Stated problem:
Begin at the line that contains "find the lips" and quote each line exactly through the last one. Leave pictures out.

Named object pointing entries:
§
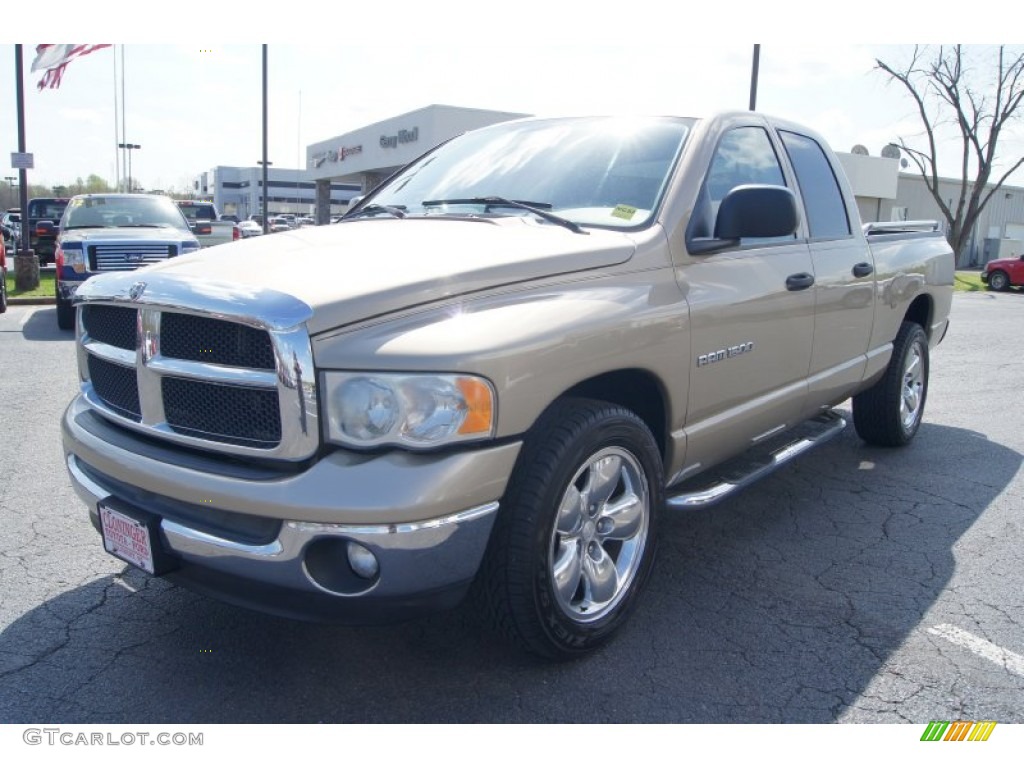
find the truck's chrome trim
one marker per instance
(414, 556)
(404, 527)
(292, 378)
(278, 311)
(212, 373)
(111, 353)
(830, 424)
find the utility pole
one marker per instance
(264, 162)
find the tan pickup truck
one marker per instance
(499, 371)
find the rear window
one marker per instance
(43, 208)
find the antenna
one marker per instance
(892, 152)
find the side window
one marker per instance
(744, 156)
(826, 217)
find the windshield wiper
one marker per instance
(525, 205)
(397, 211)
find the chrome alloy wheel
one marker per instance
(600, 534)
(913, 387)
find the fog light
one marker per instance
(363, 561)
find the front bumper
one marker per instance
(276, 542)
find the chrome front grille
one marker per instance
(237, 385)
(128, 256)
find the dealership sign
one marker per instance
(401, 137)
(336, 156)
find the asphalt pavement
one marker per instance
(857, 585)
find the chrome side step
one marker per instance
(740, 472)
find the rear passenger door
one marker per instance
(844, 271)
(752, 313)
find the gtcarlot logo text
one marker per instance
(60, 736)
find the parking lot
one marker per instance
(857, 585)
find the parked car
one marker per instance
(11, 223)
(1000, 274)
(250, 228)
(115, 233)
(509, 379)
(207, 224)
(44, 214)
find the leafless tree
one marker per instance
(947, 90)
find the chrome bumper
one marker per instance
(415, 557)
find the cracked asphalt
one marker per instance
(809, 598)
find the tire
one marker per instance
(66, 313)
(569, 554)
(998, 281)
(890, 413)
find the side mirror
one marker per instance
(757, 211)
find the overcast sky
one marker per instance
(193, 107)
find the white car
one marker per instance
(250, 228)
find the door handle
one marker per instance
(799, 282)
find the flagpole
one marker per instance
(26, 263)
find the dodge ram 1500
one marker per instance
(498, 372)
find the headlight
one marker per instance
(366, 410)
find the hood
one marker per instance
(366, 267)
(109, 233)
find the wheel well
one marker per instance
(920, 311)
(637, 390)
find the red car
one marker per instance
(1001, 273)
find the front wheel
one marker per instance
(574, 541)
(890, 413)
(998, 281)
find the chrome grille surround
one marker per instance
(152, 296)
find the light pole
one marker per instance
(262, 197)
(129, 147)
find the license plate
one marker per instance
(126, 538)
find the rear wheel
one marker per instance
(998, 281)
(574, 541)
(890, 413)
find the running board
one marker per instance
(745, 469)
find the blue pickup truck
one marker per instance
(115, 232)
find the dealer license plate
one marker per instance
(126, 538)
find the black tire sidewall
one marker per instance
(914, 337)
(616, 428)
(998, 281)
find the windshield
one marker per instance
(98, 211)
(607, 172)
(198, 210)
(47, 209)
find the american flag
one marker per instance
(54, 58)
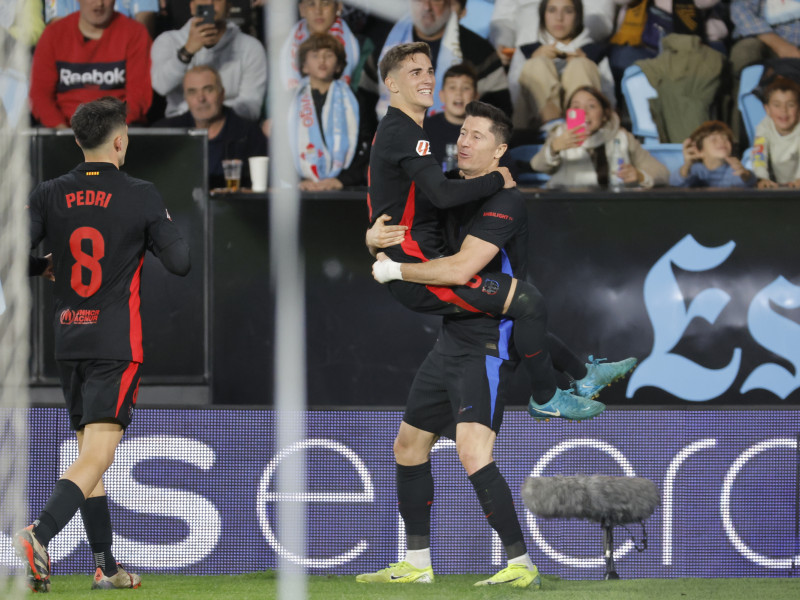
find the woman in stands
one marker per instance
(598, 151)
(564, 58)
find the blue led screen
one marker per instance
(194, 491)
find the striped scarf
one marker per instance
(289, 73)
(315, 157)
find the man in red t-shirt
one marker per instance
(91, 53)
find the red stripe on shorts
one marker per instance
(125, 385)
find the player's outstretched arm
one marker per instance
(447, 193)
(457, 269)
(381, 235)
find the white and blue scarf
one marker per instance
(776, 12)
(314, 158)
(289, 73)
(449, 55)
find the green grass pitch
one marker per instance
(261, 586)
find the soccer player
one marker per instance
(97, 221)
(407, 186)
(464, 383)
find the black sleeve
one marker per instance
(163, 238)
(499, 219)
(448, 193)
(410, 148)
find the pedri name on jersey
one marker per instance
(88, 198)
(106, 75)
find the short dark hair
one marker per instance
(461, 70)
(320, 41)
(576, 28)
(782, 84)
(93, 122)
(501, 125)
(397, 54)
(708, 128)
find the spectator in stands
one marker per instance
(144, 11)
(776, 149)
(459, 88)
(436, 23)
(239, 59)
(516, 23)
(643, 23)
(88, 54)
(708, 160)
(561, 60)
(581, 156)
(323, 119)
(762, 30)
(229, 135)
(21, 25)
(318, 16)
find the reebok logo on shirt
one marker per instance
(106, 76)
(498, 216)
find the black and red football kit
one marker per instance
(98, 221)
(406, 183)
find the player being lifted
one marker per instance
(407, 187)
(97, 222)
(463, 386)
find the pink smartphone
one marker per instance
(576, 117)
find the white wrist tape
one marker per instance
(386, 270)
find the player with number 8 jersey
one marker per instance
(97, 222)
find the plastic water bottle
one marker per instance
(615, 161)
(450, 158)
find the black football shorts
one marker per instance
(485, 293)
(448, 390)
(99, 390)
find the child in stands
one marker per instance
(708, 160)
(776, 149)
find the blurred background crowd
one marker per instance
(602, 93)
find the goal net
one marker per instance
(15, 303)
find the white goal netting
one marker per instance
(15, 302)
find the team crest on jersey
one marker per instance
(490, 287)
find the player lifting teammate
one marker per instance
(97, 223)
(408, 186)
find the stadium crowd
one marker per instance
(556, 67)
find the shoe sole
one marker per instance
(37, 582)
(596, 393)
(546, 418)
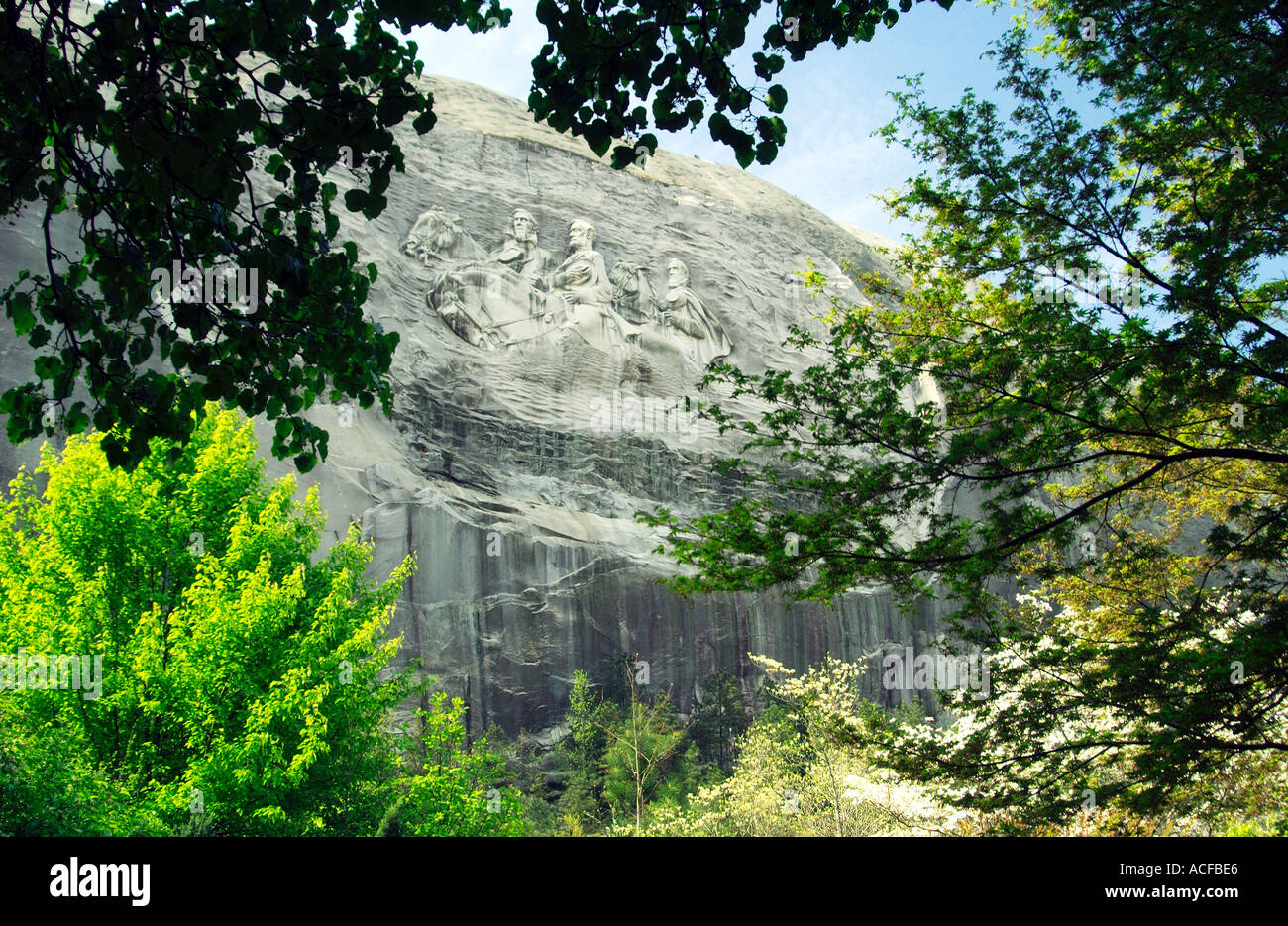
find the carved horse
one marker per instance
(632, 292)
(438, 236)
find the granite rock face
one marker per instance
(554, 314)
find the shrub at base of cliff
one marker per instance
(231, 684)
(458, 789)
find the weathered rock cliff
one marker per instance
(536, 414)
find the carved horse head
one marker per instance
(632, 294)
(438, 235)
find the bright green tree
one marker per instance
(243, 684)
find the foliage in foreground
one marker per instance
(245, 688)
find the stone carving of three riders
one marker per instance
(487, 308)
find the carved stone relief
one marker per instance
(520, 292)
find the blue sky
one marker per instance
(836, 97)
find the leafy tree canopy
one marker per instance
(209, 137)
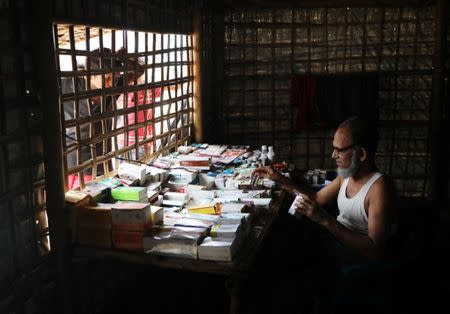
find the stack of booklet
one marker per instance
(174, 240)
(226, 235)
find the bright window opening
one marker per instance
(124, 96)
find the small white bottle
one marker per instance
(263, 154)
(271, 154)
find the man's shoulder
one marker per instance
(383, 185)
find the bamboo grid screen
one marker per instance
(160, 72)
(265, 47)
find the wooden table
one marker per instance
(234, 272)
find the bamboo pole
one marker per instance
(54, 179)
(198, 128)
(437, 142)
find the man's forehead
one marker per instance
(343, 135)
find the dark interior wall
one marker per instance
(266, 46)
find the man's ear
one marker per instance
(363, 154)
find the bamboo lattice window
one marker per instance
(101, 72)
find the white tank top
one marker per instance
(352, 213)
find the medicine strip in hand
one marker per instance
(292, 210)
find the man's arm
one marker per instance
(329, 192)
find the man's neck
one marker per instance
(365, 170)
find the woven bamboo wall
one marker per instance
(264, 48)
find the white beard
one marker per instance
(352, 170)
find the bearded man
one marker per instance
(365, 197)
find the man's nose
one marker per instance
(334, 155)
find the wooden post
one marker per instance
(54, 178)
(198, 126)
(438, 143)
(218, 61)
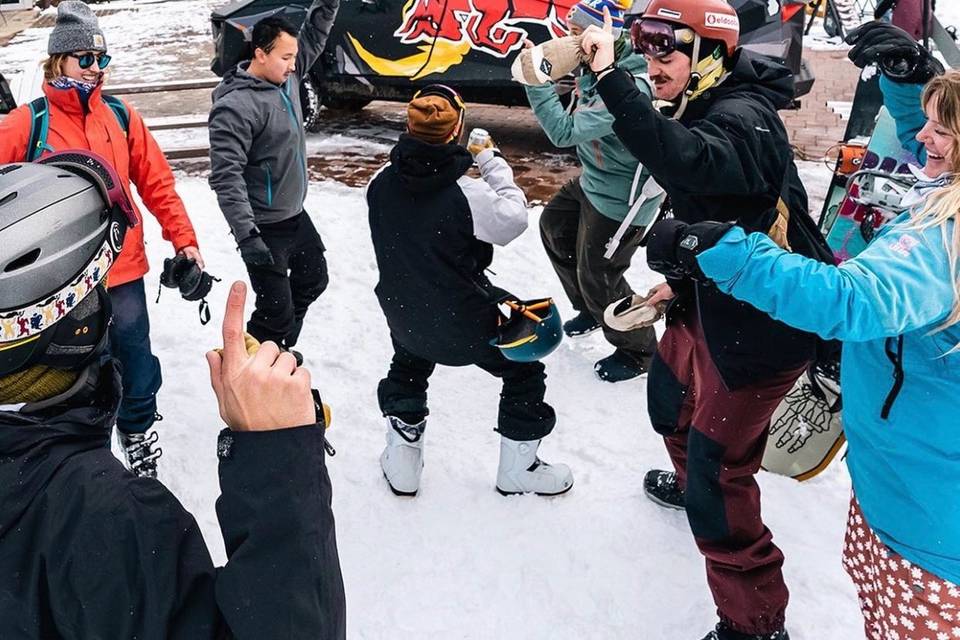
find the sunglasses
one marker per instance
(86, 60)
(658, 39)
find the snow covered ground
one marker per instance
(460, 561)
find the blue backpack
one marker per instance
(40, 123)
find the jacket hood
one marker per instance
(239, 78)
(763, 75)
(51, 431)
(428, 167)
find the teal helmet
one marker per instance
(532, 330)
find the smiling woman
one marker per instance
(73, 113)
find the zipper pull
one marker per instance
(328, 447)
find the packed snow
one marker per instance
(459, 560)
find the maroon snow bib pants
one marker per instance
(716, 439)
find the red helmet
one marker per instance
(711, 19)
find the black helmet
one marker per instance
(62, 224)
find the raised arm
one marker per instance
(720, 154)
(314, 33)
(497, 204)
(900, 283)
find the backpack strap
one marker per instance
(119, 110)
(39, 127)
(40, 123)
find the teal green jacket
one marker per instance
(608, 168)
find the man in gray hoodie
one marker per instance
(258, 169)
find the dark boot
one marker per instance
(619, 366)
(723, 632)
(662, 487)
(580, 325)
(140, 451)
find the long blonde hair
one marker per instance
(944, 204)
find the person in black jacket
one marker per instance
(433, 231)
(714, 142)
(88, 549)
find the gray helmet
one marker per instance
(62, 226)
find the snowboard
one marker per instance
(850, 225)
(806, 430)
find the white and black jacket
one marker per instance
(433, 230)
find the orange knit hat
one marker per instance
(434, 115)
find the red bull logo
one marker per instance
(487, 25)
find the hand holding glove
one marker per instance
(475, 149)
(255, 252)
(898, 56)
(673, 246)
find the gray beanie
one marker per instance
(76, 30)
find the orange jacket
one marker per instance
(136, 157)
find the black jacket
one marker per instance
(728, 158)
(432, 229)
(90, 552)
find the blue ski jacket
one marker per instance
(885, 305)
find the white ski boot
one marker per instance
(402, 459)
(521, 471)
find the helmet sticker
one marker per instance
(669, 13)
(722, 21)
(35, 318)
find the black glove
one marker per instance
(255, 252)
(896, 53)
(672, 246)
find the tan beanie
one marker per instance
(35, 384)
(432, 118)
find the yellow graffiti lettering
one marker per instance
(445, 54)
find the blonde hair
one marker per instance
(53, 66)
(943, 205)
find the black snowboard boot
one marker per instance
(723, 632)
(140, 452)
(619, 366)
(662, 487)
(580, 325)
(296, 355)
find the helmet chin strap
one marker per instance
(702, 77)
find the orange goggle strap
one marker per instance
(528, 310)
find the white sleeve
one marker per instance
(497, 204)
(366, 187)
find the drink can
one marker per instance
(478, 137)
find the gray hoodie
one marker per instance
(258, 165)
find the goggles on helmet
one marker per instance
(443, 91)
(93, 167)
(25, 323)
(902, 64)
(659, 39)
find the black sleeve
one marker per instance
(282, 577)
(719, 155)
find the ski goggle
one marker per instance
(86, 60)
(98, 171)
(445, 92)
(901, 64)
(659, 39)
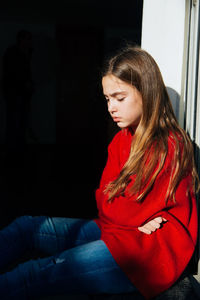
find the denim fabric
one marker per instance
(77, 262)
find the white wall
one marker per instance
(163, 37)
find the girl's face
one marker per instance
(124, 101)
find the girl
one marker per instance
(149, 177)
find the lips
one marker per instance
(115, 119)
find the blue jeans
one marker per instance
(76, 260)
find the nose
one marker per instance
(112, 106)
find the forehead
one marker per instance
(112, 84)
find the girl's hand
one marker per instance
(152, 225)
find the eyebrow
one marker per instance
(115, 94)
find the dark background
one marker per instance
(71, 39)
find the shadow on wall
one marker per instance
(43, 106)
(43, 65)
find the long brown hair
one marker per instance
(150, 143)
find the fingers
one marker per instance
(152, 225)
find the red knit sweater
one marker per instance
(152, 262)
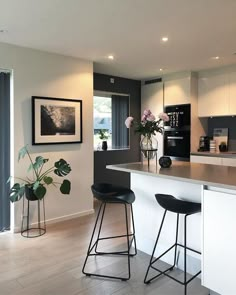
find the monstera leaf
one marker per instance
(17, 192)
(62, 168)
(65, 187)
(40, 191)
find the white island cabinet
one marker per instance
(212, 231)
(218, 241)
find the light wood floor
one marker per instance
(52, 264)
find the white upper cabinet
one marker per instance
(177, 91)
(232, 93)
(213, 95)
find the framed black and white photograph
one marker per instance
(56, 120)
§
Task solution:
find the lips
one marker per instance
(115, 119)
find the blue jeans
one marker per instance
(76, 260)
find the nose
one marker per instance
(112, 106)
find the forehead
one marker per instance
(112, 84)
find the girl's hand
one marker per instance
(152, 225)
find the eyebrow
one marker per instance
(115, 94)
find the dark background
one marker per instance
(71, 39)
find the shadow on wall
one marker per instance
(43, 106)
(43, 65)
find the long brown hair
one marker per instance
(150, 143)
find the fingers
one marker per instance
(152, 225)
find the red knit sweater
one marker per instance
(152, 262)
find the monstera leaf
one marker per instance
(17, 192)
(62, 168)
(65, 187)
(40, 191)
find the white island cabinet
one marker per instance
(212, 231)
(218, 241)
find the light wood floor
one marker per instance
(52, 264)
find the white upper cabinet
one marker per instance
(177, 91)
(232, 93)
(213, 95)
find the framed black and white photograph
one marker per instance
(56, 120)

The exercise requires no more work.